### [Provided passage]
THE PROPOSED INLAND SEA IN ALGERIA.

By JOHN D. CHAMPLIN, Jr.

AMONG the most revolutionary of the geographical schemes of the day are the projects of flooding portions of the African Sahara, and thus restoring to the sea what was once an integral part of it. In the Pliocene period, according to Sir Charles Lyell, the great desert was under water between latitudes 20° and 30° N., so that the southeastern part of the Mediterranean communicated with that portion of the Atlantic now bounded by the west coast of Africa. This is indicated not only by the presence of marine shells and other remains throughout the Sahara, but also by the radical difference between the fauna and flora north and south of it. What was formerly separated by a barrier of water is now separated by a barrier of sand.

There are two principal depressions in the Sahara, the basin called El-Juf, in the Sahel, north of the Middle Niger, which covers an area of about 126,000 square miles, and that of the shotts in the Algerian Sahara.

Mr. Donald Mackenzie, a British engineer, who has investigated the former depression, affirms that a long valley extends from its northwest corner to the Atlantic coast opposite the Canary Islands. It is only necessary, he argues, to cut through the accumulated sands at its mouth, which is laid down on the maps as the river Belta, to let in the waters and flood the entire basin. This scheme, advocated by Mr, J. A. Skertchly, General Sir Arthur Cotton, and others, will probably result in a thorough exploration of that part of the Sahara and its alleged outlet. The other project is in a more advanced state.

### [Written problem]
In the inland sea article, what area does the El-Juf basin cover?

### [Information shown]
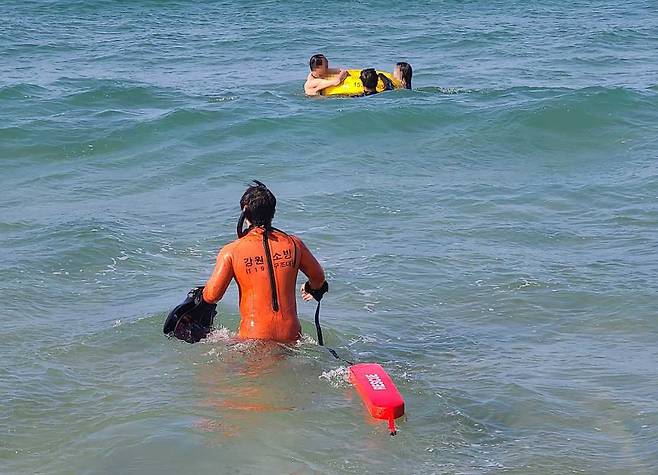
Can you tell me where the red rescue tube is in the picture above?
[350,363,404,435]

### [Final result]
About 126,000 square miles.